[SELECTED EXCERPT]:
I have seen people get caught up in that crap and be turned into cynical, sniveling Automatons that does not rival any other network, sorry to say, Conservatives.

I don't see Liberals caught up MSNBC or CNN to the same degree. yeah, they may be fans of NPR and think they're all "high brow" for listening to it, but I don't see the rabid devotion to it that I see from Fox News.

Now, all that said, I think it's very hard to sustain a sales job with making calls to what needs to be done. Usually sales people need seminars/webinars to kind of motivate them from the daily rejection they receive.

That may be a positive suggestion to look into - quarterly meetings where he gets away and become motivated and disconnected from Faux News.


----------



## turnera (Jan 22, 2010)

Scannerguard said:


> I don't have advice, but I will say that Fox News is poison, much like video games for teenage boys.

[WHAT THE TASK REQUIRES]: Continue the forum thread above about Fox News and sales work, starting after its last line.

[EXTRACTED INFORMATION]:
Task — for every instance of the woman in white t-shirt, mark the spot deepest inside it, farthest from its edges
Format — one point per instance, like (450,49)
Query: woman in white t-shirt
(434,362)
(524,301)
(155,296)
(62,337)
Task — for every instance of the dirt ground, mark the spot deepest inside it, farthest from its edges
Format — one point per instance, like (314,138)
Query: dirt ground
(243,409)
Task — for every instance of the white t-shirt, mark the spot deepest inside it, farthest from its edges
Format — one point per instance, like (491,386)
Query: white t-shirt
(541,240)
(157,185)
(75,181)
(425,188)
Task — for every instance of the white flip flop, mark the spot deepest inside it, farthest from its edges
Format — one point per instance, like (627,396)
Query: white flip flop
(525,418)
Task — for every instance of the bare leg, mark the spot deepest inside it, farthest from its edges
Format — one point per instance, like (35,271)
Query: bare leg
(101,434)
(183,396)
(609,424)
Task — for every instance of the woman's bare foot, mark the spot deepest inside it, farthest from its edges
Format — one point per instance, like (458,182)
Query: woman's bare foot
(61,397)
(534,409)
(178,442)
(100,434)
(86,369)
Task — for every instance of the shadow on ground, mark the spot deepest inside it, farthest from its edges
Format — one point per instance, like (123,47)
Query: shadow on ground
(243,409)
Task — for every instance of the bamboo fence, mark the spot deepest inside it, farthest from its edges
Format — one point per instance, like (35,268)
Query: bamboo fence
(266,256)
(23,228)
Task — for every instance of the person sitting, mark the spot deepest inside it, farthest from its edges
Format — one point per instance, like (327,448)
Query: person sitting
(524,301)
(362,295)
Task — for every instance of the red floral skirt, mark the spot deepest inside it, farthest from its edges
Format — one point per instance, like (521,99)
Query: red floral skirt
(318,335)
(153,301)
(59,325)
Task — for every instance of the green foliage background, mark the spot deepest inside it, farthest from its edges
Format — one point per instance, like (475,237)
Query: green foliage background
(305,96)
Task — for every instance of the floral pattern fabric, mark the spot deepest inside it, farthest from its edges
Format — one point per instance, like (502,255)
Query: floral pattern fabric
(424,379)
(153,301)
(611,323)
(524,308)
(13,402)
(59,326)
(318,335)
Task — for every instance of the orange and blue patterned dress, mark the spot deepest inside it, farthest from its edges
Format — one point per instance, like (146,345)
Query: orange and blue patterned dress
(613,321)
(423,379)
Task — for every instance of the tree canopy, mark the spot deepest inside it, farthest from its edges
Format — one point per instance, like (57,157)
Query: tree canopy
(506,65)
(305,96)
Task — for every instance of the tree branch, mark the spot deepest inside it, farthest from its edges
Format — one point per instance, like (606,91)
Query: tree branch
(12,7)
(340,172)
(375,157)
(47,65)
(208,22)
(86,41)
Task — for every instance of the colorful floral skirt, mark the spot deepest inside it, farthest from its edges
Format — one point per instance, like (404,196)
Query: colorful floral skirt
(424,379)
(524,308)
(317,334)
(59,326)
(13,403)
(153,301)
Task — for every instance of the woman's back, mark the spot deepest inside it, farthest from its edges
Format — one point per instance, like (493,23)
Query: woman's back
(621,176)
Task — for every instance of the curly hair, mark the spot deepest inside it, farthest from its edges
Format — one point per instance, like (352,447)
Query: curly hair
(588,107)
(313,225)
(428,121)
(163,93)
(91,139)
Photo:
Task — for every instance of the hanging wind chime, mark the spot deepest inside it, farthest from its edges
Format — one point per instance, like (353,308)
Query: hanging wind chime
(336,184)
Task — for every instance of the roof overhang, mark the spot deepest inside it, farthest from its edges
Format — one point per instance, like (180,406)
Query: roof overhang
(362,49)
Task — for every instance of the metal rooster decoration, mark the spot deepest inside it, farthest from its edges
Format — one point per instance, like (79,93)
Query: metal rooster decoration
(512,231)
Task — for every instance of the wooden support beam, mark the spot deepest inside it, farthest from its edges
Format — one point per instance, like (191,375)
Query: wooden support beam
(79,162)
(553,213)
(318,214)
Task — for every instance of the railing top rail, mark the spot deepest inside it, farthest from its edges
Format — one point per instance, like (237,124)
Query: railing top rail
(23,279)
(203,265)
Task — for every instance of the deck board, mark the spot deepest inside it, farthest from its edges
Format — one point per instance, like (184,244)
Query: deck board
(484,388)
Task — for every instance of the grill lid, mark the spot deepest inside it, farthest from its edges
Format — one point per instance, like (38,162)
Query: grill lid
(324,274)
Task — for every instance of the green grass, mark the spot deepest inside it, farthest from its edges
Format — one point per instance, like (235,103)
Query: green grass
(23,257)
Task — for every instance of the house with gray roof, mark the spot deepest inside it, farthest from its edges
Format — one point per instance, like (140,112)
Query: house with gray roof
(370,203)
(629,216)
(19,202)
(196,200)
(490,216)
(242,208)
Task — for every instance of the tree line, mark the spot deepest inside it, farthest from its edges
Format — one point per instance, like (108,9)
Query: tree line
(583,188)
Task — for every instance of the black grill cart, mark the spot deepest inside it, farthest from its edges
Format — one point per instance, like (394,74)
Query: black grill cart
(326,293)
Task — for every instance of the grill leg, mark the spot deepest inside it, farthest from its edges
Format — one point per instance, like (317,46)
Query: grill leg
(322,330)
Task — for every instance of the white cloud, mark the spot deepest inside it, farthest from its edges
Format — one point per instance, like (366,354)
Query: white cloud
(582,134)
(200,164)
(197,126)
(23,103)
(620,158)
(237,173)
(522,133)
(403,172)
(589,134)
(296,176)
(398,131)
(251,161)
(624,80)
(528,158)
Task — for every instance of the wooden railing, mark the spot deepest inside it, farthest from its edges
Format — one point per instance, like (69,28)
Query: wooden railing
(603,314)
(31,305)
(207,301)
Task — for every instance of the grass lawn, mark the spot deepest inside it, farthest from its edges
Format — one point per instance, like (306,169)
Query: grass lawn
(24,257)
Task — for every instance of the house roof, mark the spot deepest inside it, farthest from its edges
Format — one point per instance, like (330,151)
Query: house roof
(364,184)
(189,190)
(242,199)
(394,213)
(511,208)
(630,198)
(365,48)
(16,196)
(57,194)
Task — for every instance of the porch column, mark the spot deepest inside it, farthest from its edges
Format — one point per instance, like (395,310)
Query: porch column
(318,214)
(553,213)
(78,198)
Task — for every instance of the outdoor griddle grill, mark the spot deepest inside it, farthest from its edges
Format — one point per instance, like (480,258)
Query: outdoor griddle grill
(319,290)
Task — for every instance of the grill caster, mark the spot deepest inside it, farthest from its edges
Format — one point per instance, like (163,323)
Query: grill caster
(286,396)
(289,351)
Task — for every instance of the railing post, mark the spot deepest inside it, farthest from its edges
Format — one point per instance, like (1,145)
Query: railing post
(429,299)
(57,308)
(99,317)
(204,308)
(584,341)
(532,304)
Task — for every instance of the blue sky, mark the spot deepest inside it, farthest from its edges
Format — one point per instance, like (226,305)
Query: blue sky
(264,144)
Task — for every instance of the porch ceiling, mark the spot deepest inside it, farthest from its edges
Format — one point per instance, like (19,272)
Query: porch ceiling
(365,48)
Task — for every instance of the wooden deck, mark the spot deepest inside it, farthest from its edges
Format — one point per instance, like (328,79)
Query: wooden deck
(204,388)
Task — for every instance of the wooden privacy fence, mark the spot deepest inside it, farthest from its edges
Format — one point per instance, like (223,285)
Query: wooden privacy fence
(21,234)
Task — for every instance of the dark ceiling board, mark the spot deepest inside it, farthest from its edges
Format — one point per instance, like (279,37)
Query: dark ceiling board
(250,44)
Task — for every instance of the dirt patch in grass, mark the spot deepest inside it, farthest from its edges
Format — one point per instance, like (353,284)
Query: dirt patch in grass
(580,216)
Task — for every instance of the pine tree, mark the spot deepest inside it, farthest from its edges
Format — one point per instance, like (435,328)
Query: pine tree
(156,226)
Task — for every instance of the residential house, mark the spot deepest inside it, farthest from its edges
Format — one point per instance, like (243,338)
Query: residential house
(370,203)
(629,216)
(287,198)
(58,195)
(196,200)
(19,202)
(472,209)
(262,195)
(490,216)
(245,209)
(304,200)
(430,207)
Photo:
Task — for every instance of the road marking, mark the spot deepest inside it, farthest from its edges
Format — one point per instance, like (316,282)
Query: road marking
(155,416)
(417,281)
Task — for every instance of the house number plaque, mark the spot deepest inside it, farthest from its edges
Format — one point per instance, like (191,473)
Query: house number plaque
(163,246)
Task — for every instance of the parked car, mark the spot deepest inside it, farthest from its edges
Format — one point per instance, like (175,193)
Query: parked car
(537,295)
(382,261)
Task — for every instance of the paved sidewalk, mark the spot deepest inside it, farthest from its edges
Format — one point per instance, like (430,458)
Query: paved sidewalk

[RESULT OF THIS EXERCISE]:
> 
> I have seen people get caught up in that crap and be turned into cynical, sniveling Automatons that does not rival any other network, sorry to say, Conservatives.
> 
> I don't see Liberals caught up MSNBC or CNN to the same degree. yeah, they may be fans of NPR and think they're all "high brow" for listening to it, but I don't see the rabid devotion to it that I see from Fox News.


Yep. Watched it happen to my very own brother. Turned from an open-minded, giving, gracious man into a mean, nasty, bigoted, hate-filled man who consequently lost his wife to his addiction to Fox News.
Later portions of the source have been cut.